● Passage provided:
......

ADDITIONAL INFORMATION
For additional and specific details on the information listed below, please CLICK on the “Titles” listed below.

APA & MEDIA NEWS
LITTLE PHNOM PENH
Long Beach's "Little Phnom Penh" define the heart of the Cambodian community, the largest in the world outside the Kingdom of Cambodia. No freeway signs, no official designation, etc. - just a string of buildings.

CONAN APOLOGIZES FOR SILVERMAN
NBC late-night talk show host Conan O'Brien has apologized for not bleeping a racial slur (a derogatory term for Chinese people in a joke about trying to avoid jury duty by pretending that she was a bigot) uttered by female comic, Sarah Silverman, on his program on July 11, 2001.
The intent of the joke was to illuminate racism, not support it. - Sarah Silverman, 23 July 2001

LAOTIAN HATE CRIME
Thung Phetakoune, a Laotian American man was killed in a hate crime in Newmarket, New Hampshire on July 16, 2001 by Richard Labbe - a 35 years old white male. He stated "those Asians killed Americans, and you won't do anything about it, so I will . . . call it payback." Ironically, Phetakoune had served in the Vietnam War for Laos, fighting side-by-side with Americans.

ASIAN INTERNET PROGRAMMING
"The Korean Channel" and "ThaiTV Network" can be seen at JumpTV.Com - the internet's premiere destination for the Live delivery of TV channels from broadcasters around the world.

LUCY FADING FROM ALLY?
Lucy Liu is likely to appear in only four episodes of Ally McBeal next season, the New York Daily News reported today (Monday), citing a source close to the show. Liu, who the newspaper says has a reputation for being difficult, reportedly wants to concentrate on trying to advance her career in motion pictures. "David [Kelly, producer of McBeal] can't wait to get rid of her," the Daily News' source said.

FIL-AM HATE CRIME
In what police called a hate crime, four members (James Smiley/24, Michael Keaser/23 and Christopher Wallace/18) of a Ventura white supremacist gang were arrested on suspicion of beating a Filipino man in Port Hueneme.

INDO-AMERICANS HOPE FOR PEACE
Indian Americans are keeping their fingers crossed that something will emerge from an Indian-Pakistan summit that will put an end to the hostilities between the two nations, and particularly bring peace in Kashmir.

RUSH HOUR 3
Jackie Chan and Chris Tucker have signed to do Rush Hour 3. Jackie will start the third sequel after he has completed his two upcoming films - Sidewinder (shot in Ireland) and Shanghai Noon - Shanghai Knight (shot in China, Hong Kong, US and London).

......

● Data shown:

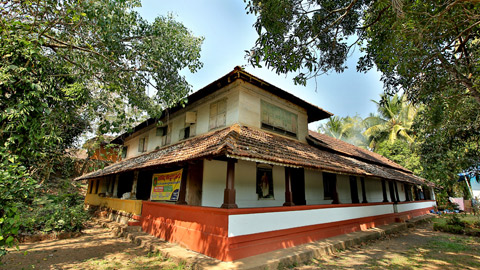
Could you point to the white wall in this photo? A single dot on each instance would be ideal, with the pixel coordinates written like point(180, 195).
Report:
point(177, 120)
point(250, 111)
point(401, 191)
point(245, 224)
point(373, 188)
point(245, 185)
point(314, 188)
point(214, 181)
point(343, 189)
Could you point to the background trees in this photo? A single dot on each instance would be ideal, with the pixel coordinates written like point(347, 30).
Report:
point(66, 64)
point(430, 50)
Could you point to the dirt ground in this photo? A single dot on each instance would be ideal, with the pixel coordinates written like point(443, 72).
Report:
point(416, 248)
point(96, 249)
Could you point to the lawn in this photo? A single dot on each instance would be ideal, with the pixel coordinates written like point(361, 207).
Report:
point(416, 248)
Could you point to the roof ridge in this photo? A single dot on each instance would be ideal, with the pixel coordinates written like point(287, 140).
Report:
point(386, 162)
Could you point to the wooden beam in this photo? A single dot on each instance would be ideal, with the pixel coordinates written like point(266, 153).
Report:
point(229, 193)
point(183, 186)
point(288, 187)
point(364, 192)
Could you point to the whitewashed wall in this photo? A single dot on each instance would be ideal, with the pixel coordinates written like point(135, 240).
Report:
point(177, 120)
point(343, 189)
point(245, 185)
point(250, 108)
point(401, 191)
point(214, 181)
point(314, 188)
point(245, 224)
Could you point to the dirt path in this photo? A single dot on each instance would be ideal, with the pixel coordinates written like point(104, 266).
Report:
point(415, 248)
point(96, 249)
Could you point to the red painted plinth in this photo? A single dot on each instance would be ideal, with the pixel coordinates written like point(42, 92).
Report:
point(205, 229)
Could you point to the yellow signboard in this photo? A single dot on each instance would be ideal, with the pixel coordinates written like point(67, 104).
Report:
point(166, 186)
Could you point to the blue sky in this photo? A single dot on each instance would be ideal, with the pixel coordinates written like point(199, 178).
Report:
point(228, 32)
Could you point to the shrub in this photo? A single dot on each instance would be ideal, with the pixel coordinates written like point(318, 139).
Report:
point(456, 221)
point(472, 232)
point(54, 213)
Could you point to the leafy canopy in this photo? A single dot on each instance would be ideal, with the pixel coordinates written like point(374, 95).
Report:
point(430, 50)
point(66, 64)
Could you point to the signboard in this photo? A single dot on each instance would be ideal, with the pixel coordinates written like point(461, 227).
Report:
point(166, 186)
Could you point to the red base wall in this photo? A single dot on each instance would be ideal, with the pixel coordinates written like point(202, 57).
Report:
point(205, 230)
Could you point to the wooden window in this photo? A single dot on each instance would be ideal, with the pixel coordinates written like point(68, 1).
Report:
point(264, 182)
point(165, 134)
point(354, 189)
point(218, 114)
point(97, 184)
point(329, 185)
point(279, 120)
point(142, 144)
point(124, 152)
point(187, 132)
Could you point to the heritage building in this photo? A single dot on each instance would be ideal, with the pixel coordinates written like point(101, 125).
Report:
point(236, 172)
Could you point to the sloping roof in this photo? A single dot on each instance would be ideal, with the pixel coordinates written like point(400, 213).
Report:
point(332, 144)
point(314, 112)
point(246, 143)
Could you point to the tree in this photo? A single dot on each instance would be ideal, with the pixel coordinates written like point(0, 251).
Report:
point(394, 120)
point(348, 129)
point(67, 63)
point(430, 50)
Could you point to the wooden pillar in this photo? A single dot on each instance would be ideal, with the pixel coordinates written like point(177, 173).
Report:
point(288, 187)
point(335, 198)
point(354, 189)
point(115, 187)
point(397, 197)
point(391, 190)
point(183, 187)
point(407, 194)
point(384, 190)
point(133, 193)
point(229, 193)
point(364, 192)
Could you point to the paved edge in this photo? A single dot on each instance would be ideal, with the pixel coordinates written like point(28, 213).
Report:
point(266, 261)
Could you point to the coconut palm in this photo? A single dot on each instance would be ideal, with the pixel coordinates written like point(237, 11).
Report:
point(393, 121)
point(348, 129)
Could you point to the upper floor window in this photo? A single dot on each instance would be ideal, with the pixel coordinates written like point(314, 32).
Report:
point(142, 144)
point(279, 120)
point(218, 114)
point(329, 186)
point(165, 134)
point(124, 152)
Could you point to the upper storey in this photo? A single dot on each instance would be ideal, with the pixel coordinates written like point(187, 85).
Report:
point(237, 97)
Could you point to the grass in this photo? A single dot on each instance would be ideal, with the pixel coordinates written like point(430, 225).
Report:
point(152, 260)
point(419, 250)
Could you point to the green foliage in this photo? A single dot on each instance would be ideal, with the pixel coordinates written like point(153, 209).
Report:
point(71, 66)
point(388, 133)
point(429, 50)
point(16, 187)
point(402, 153)
point(454, 223)
point(54, 213)
point(394, 119)
point(348, 129)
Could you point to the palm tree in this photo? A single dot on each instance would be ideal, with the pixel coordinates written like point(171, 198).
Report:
point(348, 129)
point(393, 121)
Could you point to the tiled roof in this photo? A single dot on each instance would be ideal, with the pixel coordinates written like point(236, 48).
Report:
point(329, 143)
point(314, 113)
point(248, 143)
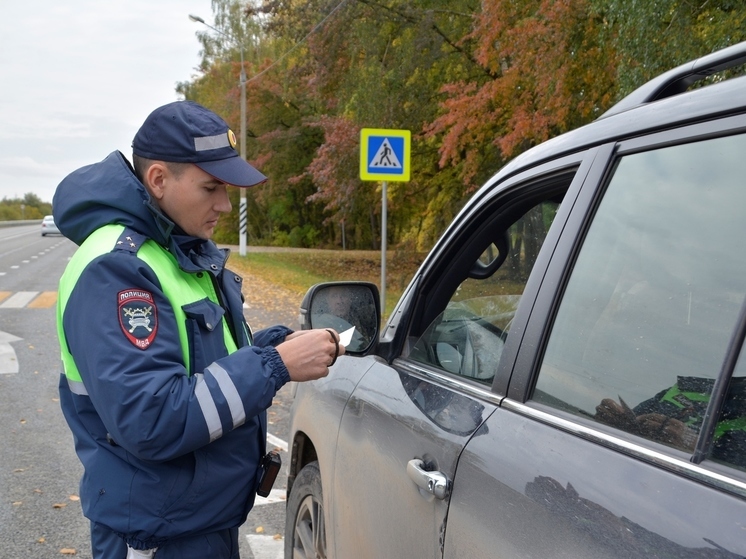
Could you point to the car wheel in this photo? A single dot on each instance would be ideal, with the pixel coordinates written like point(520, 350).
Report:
point(305, 532)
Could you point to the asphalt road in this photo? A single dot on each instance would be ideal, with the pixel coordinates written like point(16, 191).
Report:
point(40, 514)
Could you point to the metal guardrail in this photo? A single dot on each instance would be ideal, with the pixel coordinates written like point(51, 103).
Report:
point(20, 222)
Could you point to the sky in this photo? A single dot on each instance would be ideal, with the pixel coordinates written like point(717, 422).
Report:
point(78, 78)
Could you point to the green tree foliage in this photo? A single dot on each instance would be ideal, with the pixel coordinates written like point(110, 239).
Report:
point(477, 82)
point(657, 35)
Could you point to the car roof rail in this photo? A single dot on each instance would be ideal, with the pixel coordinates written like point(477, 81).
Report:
point(681, 78)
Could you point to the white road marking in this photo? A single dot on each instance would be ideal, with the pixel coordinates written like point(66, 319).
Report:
point(275, 496)
point(266, 547)
point(276, 442)
point(19, 300)
point(8, 358)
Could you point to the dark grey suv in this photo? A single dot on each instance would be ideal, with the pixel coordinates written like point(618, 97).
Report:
point(565, 374)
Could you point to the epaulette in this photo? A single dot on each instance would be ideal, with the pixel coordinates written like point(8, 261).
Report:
point(130, 241)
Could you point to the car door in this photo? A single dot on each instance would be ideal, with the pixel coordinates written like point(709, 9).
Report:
point(623, 431)
point(405, 425)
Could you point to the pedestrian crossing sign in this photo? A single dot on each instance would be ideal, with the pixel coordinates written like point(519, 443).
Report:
point(384, 154)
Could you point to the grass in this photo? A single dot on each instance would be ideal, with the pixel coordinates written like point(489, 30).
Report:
point(297, 270)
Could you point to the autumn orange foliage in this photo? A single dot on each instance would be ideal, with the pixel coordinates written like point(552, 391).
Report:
point(545, 71)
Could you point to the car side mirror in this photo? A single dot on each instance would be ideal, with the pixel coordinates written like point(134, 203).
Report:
point(344, 306)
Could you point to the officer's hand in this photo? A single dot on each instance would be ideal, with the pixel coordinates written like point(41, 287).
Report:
point(615, 414)
point(309, 356)
point(667, 430)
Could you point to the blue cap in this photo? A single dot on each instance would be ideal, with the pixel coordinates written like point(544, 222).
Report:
point(186, 132)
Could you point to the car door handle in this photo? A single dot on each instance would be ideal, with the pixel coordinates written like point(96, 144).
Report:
point(432, 482)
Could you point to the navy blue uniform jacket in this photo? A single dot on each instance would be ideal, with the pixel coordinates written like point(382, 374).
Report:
point(156, 467)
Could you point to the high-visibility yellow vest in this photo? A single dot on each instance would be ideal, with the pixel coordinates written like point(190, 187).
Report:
point(180, 288)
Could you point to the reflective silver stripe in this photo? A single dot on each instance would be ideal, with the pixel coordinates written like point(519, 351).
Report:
point(209, 410)
point(235, 404)
point(211, 142)
point(77, 387)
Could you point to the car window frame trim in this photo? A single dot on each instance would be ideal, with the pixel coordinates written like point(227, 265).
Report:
point(536, 336)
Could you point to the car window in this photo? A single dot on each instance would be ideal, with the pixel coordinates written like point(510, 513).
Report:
point(645, 320)
point(467, 338)
point(729, 440)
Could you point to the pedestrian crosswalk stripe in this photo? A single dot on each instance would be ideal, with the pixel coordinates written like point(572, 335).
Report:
point(27, 299)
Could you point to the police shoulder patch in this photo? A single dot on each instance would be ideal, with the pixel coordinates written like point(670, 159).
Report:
point(138, 316)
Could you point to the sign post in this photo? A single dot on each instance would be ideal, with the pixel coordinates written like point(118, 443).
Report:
point(384, 156)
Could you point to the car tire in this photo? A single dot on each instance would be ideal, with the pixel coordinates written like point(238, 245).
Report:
point(305, 527)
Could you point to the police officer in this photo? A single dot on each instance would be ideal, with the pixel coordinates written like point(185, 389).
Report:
point(165, 387)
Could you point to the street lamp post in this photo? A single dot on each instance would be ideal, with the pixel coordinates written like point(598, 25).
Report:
point(242, 219)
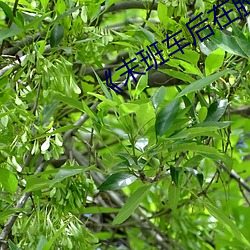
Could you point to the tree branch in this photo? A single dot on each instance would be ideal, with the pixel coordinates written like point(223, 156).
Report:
point(20, 203)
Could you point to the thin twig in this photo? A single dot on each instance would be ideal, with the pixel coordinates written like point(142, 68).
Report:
point(148, 13)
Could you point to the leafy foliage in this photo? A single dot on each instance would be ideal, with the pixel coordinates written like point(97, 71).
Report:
point(163, 165)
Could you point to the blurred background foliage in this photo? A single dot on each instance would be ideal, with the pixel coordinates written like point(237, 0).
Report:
point(162, 165)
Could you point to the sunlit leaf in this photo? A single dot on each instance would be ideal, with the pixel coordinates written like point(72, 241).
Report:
point(56, 35)
point(8, 180)
point(131, 204)
point(166, 117)
point(117, 181)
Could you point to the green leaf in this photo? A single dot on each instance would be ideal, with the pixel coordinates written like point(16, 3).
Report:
point(166, 117)
point(9, 211)
point(56, 35)
point(161, 11)
point(49, 244)
point(117, 181)
point(174, 172)
point(132, 203)
point(227, 223)
point(198, 85)
point(13, 246)
point(219, 125)
point(41, 243)
point(66, 172)
point(193, 132)
point(8, 180)
point(7, 10)
point(104, 88)
point(158, 97)
point(173, 196)
point(214, 61)
point(202, 114)
point(179, 75)
point(198, 175)
point(216, 110)
point(226, 42)
point(35, 184)
point(70, 101)
point(98, 210)
point(9, 32)
point(141, 85)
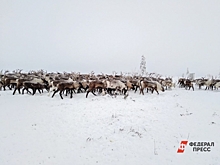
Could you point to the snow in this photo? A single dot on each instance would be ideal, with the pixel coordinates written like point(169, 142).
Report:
point(141, 129)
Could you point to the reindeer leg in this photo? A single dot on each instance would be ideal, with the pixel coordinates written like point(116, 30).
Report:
point(54, 93)
point(61, 95)
point(93, 92)
point(71, 93)
point(14, 91)
point(87, 93)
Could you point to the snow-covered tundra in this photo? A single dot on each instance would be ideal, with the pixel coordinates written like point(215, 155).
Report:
point(140, 130)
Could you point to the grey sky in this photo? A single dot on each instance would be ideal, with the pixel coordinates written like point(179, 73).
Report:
point(106, 36)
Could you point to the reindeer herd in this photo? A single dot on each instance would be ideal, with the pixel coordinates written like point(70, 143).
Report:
point(73, 83)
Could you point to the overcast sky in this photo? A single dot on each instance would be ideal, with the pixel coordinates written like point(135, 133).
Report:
point(111, 35)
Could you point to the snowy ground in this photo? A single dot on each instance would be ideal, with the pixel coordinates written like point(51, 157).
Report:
point(109, 131)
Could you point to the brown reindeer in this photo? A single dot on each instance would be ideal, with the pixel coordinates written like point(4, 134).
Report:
point(70, 86)
point(150, 85)
point(97, 84)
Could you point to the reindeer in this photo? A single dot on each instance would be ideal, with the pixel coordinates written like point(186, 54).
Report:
point(70, 86)
point(188, 84)
point(151, 85)
point(96, 84)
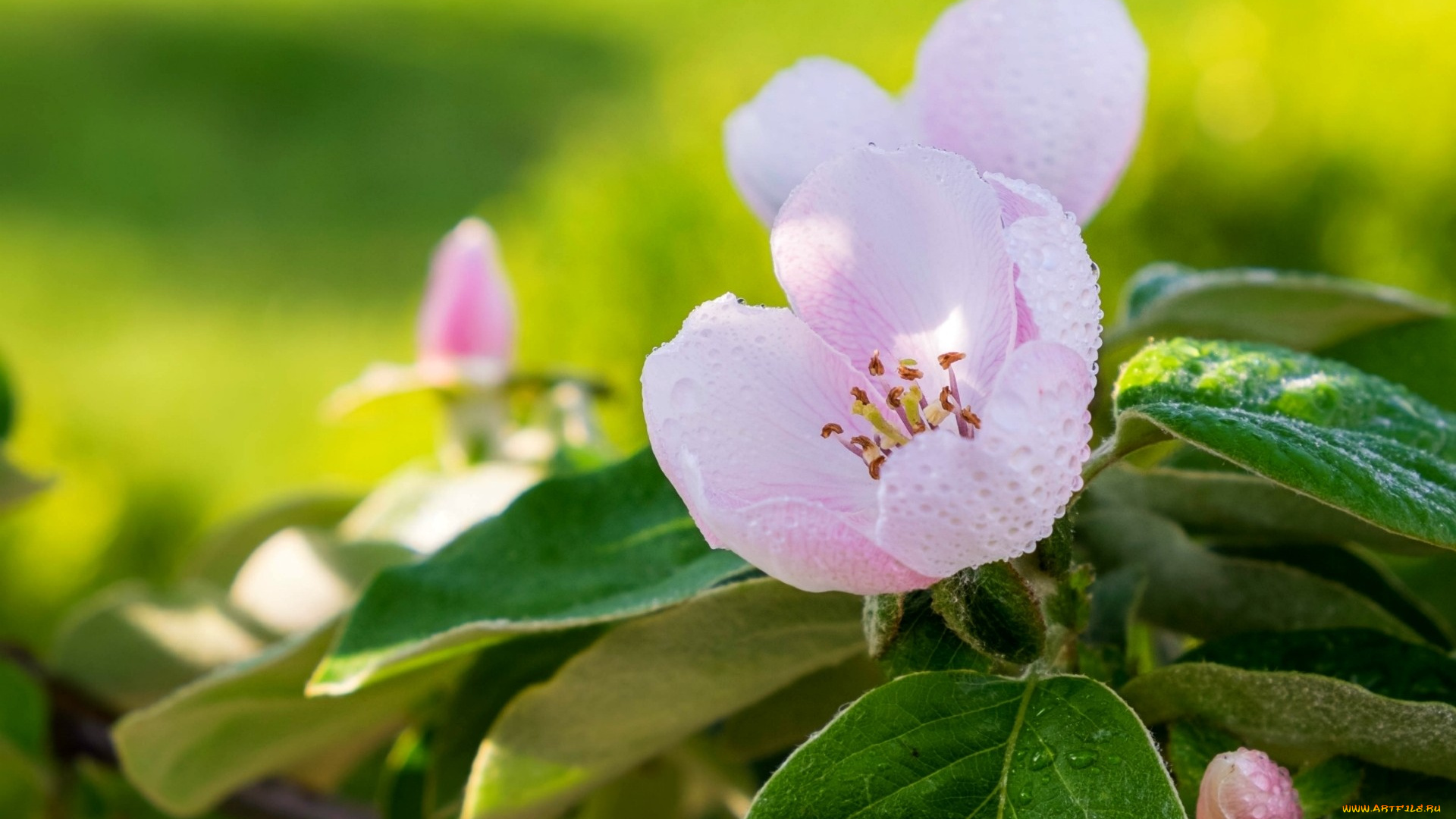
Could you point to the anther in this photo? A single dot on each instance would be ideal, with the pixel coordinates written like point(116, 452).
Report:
point(946, 359)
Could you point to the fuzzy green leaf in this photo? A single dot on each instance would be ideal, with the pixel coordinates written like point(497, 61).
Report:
point(962, 745)
point(571, 551)
point(1320, 428)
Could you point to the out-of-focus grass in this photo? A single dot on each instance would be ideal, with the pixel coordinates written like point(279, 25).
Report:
point(212, 213)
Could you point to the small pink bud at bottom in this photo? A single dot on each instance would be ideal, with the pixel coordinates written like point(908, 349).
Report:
point(1247, 784)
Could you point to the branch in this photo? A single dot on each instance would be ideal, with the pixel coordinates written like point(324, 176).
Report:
point(80, 729)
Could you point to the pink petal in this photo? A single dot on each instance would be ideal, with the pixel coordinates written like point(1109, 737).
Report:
point(1046, 91)
point(1247, 784)
point(468, 309)
point(742, 395)
point(948, 503)
point(902, 253)
point(1056, 283)
point(807, 114)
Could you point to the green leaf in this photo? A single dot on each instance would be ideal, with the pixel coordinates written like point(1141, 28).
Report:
point(218, 557)
point(24, 739)
point(1194, 591)
point(650, 684)
point(1237, 504)
point(946, 745)
point(993, 610)
point(1369, 659)
point(1191, 745)
point(131, 645)
point(924, 643)
point(249, 720)
point(1329, 786)
point(1421, 356)
point(1359, 572)
point(573, 551)
point(497, 675)
point(1302, 717)
point(1304, 311)
point(1323, 428)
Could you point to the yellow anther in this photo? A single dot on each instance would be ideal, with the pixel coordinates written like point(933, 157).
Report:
point(868, 411)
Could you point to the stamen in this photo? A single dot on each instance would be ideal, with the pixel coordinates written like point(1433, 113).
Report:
point(868, 411)
point(913, 410)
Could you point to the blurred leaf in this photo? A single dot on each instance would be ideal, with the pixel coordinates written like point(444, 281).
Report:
point(24, 738)
point(1320, 428)
point(1302, 311)
point(1369, 659)
point(1194, 591)
point(788, 717)
point(650, 684)
point(993, 610)
point(1103, 648)
point(1329, 786)
point(1360, 573)
point(299, 579)
point(1191, 746)
point(924, 643)
point(249, 720)
point(424, 509)
point(131, 645)
point(957, 744)
point(1239, 504)
point(573, 551)
point(1420, 356)
point(218, 557)
point(497, 675)
point(1304, 717)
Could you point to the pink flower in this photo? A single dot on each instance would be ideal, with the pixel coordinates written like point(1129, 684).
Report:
point(1247, 784)
point(922, 409)
point(1046, 91)
point(468, 312)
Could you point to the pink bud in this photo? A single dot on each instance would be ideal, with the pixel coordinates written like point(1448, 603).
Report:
point(468, 311)
point(1247, 784)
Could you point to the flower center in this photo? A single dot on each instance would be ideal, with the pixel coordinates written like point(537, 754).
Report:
point(912, 411)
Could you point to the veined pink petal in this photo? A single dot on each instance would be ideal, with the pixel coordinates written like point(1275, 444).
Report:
point(807, 114)
point(1247, 784)
point(949, 503)
point(1046, 91)
point(468, 309)
point(743, 394)
point(1056, 280)
point(902, 253)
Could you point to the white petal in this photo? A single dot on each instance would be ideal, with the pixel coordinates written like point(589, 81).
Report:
point(902, 253)
point(948, 503)
point(1047, 91)
point(807, 114)
point(743, 394)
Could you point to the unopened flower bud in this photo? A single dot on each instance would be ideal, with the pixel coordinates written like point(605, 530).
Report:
point(468, 309)
point(1247, 784)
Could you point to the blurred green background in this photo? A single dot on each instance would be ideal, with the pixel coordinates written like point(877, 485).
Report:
point(213, 213)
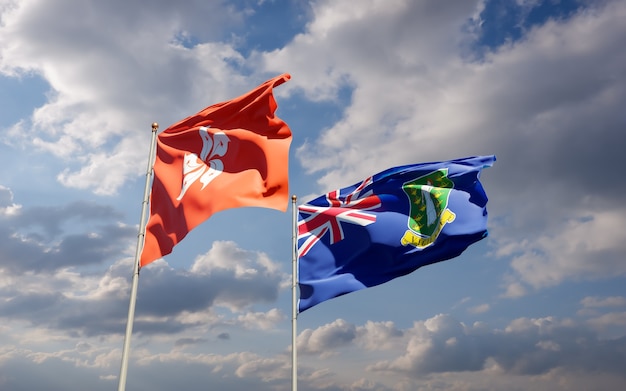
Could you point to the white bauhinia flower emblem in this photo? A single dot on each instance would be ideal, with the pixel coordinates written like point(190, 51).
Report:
point(207, 167)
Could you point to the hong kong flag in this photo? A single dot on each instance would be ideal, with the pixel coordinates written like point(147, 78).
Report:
point(231, 154)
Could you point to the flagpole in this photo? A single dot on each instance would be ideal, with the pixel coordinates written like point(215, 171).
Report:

......

● Challenges:
**1)** According to the news roundup, in which town and state was Thung Phetakoune killed?
**2)** Transcribe the news roundup from "The intent of" up to and including "FADING FROM ALLY?".
The rows play no part in either task.

● Answers to the exercise:
**1)** Newmarket, New Hampshire.

**2)**
The intent of the joke was to illuminate racism, not support it. - Sarah Silverman, 23 July 2001

LAOTIAN HATE CRIME
Thung Phetakoune, a Laotian American man was killed in a hate crime in Newmarket, New Hampshire on July 16, 2001 by Richard Labbe - a 35 years old white male. He stated "those Asians killed Americans, and you won't do anything about it, so I will . . . call it payback." Ironically, Phetakoune had served in the Vietnam War for Laos, fighting side-by-side with Americans.

ASIAN INTERNET PROGRAMMING
"The Korean Channel" and "ThaiTV Network" can be seen at JumpTV.Com - the internet's premiere destination for the Live delivery of TV channels from broadcasters around the world.

LUCY FADING FROM ALLY?